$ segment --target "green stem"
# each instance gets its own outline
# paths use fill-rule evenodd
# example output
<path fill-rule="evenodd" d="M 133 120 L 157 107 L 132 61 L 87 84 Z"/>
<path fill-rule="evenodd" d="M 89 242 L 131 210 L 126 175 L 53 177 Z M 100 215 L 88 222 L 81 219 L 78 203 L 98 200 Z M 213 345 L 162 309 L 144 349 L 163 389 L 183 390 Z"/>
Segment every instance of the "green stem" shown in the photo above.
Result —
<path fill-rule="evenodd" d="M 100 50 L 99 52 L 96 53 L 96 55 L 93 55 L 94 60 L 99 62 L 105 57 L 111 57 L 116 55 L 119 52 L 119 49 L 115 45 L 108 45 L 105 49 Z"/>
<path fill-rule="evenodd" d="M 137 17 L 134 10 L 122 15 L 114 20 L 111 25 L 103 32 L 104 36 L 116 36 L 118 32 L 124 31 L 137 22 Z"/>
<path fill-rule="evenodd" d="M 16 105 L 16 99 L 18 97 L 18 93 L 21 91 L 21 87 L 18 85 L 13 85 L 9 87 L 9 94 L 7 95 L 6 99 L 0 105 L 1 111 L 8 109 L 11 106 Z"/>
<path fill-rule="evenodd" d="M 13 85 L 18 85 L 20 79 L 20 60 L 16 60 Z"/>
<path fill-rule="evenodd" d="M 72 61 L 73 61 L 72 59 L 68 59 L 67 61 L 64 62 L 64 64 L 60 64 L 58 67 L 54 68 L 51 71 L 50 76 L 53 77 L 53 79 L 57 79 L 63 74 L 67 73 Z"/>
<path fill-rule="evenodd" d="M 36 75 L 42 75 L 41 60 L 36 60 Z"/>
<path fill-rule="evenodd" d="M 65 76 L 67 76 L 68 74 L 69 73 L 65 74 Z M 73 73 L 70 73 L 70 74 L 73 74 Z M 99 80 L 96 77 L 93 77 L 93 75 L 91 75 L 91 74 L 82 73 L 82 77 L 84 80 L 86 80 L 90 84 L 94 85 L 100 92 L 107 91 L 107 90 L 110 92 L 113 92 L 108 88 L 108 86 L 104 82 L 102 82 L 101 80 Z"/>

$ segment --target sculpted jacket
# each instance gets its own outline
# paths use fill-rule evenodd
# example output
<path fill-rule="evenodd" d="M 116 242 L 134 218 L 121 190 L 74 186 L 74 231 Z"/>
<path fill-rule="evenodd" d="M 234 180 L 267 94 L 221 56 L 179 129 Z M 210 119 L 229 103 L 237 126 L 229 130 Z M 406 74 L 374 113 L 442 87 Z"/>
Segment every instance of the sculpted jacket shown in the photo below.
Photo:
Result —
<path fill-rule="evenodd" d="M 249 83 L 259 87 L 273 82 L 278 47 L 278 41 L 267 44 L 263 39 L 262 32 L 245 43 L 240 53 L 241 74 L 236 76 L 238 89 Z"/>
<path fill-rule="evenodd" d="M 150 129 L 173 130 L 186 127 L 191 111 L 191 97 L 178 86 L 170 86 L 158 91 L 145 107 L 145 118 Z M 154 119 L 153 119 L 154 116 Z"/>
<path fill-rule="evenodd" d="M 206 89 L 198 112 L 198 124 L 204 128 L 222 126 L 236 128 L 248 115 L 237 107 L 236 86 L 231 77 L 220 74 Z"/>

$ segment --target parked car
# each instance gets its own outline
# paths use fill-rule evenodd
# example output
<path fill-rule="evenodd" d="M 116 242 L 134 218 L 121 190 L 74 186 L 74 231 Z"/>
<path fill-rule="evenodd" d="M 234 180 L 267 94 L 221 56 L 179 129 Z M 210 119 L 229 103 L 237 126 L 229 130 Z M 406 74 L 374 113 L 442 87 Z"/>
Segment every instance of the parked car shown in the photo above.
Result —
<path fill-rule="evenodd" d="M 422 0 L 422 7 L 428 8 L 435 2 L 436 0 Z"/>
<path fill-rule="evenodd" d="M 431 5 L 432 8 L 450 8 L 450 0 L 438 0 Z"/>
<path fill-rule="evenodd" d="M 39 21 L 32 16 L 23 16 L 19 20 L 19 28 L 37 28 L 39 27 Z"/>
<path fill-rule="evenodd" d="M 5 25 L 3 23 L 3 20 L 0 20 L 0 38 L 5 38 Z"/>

* * *

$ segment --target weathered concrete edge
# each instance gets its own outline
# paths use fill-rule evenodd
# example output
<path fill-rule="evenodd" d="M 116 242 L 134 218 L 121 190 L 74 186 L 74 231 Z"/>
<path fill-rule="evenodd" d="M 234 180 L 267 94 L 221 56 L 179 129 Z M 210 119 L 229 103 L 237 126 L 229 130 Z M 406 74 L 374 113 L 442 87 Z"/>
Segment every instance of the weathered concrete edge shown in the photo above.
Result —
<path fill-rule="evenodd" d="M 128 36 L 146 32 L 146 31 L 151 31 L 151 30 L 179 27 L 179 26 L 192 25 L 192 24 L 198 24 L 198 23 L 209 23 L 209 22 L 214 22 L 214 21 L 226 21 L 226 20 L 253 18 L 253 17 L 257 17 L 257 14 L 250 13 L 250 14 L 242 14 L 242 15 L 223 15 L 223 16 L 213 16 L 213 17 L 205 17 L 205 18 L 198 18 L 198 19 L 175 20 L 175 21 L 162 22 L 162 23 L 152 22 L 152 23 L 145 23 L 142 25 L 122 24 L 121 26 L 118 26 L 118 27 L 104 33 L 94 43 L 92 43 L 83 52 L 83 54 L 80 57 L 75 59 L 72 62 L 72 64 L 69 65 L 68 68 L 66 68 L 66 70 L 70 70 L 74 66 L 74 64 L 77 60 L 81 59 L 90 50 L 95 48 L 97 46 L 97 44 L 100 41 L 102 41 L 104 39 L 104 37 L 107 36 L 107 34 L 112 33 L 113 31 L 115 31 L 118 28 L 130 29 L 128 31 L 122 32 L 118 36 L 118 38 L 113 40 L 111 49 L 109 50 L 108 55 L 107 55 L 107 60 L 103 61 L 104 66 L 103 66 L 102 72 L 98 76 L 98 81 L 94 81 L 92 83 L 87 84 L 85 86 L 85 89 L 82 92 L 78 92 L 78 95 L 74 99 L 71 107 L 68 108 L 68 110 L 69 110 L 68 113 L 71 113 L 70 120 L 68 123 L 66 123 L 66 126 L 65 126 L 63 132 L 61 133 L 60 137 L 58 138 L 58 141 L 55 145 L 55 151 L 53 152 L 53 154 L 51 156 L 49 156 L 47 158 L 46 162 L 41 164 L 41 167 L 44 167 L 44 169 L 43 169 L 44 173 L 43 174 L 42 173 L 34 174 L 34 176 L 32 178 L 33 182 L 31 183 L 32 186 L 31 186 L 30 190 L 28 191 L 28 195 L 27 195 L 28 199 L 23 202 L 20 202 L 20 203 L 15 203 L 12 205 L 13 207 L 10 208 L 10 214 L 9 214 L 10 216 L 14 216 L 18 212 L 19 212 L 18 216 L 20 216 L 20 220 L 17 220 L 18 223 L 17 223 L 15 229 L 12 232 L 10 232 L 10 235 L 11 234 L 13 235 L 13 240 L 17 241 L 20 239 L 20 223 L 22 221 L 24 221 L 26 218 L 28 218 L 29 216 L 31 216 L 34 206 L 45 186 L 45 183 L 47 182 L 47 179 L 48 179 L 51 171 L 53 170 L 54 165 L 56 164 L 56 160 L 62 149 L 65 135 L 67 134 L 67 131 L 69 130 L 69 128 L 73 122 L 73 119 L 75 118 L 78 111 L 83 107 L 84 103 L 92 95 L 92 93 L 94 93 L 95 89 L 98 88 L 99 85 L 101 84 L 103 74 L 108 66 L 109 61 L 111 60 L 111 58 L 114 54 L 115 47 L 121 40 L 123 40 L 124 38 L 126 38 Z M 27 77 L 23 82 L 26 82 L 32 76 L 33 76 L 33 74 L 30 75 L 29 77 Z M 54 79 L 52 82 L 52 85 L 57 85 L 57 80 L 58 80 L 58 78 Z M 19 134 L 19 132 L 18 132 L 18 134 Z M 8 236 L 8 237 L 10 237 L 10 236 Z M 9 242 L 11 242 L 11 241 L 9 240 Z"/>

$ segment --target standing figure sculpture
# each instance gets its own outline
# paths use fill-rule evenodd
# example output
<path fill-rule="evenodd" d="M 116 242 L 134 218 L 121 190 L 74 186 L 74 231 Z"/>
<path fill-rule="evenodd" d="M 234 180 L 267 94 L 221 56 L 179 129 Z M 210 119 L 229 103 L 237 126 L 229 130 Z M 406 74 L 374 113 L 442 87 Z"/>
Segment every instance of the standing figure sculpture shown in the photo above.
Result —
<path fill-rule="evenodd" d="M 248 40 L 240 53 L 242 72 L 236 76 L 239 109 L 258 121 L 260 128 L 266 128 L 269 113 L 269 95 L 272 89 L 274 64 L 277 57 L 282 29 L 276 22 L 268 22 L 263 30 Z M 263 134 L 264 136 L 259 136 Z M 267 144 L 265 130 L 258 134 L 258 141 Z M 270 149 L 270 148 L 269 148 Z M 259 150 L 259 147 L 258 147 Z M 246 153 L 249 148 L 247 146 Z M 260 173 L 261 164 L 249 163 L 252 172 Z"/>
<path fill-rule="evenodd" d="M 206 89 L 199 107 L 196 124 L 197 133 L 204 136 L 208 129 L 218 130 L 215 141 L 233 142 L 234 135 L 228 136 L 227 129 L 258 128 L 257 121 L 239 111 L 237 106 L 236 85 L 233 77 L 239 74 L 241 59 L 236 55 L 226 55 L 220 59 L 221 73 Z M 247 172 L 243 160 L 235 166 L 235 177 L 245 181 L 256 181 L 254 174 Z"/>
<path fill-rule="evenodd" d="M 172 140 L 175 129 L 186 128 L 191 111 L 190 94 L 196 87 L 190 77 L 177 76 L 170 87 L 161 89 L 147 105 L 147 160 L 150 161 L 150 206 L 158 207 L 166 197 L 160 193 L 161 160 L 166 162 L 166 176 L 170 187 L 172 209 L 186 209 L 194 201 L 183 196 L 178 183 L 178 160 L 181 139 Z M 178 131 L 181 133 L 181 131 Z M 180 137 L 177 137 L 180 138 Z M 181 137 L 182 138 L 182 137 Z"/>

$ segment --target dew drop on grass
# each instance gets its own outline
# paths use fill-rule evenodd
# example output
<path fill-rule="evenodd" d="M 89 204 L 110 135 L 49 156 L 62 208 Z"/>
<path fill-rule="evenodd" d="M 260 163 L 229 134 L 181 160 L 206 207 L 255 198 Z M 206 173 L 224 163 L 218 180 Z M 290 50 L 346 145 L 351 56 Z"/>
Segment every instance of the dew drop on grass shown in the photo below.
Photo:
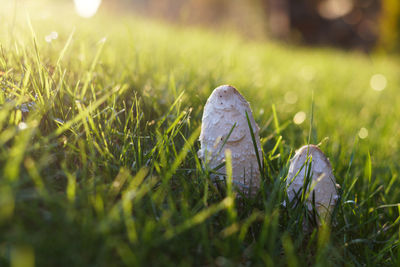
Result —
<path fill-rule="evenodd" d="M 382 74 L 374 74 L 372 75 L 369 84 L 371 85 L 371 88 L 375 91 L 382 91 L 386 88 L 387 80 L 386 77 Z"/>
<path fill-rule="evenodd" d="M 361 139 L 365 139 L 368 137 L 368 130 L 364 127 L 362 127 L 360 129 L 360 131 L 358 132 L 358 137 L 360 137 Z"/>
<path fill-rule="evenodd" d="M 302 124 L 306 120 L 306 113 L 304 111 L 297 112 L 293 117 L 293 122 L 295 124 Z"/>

[Task] Copy out every line of the data that includes the word "target".

[Output of the exercise]
$ segment --target "green stem"
$ segment --target sculpted jacket
$ segment --target parked car
$ segment --target weathered concrete edge
$ segment --target standing figure sculpture
$ segment --target dew drop on grass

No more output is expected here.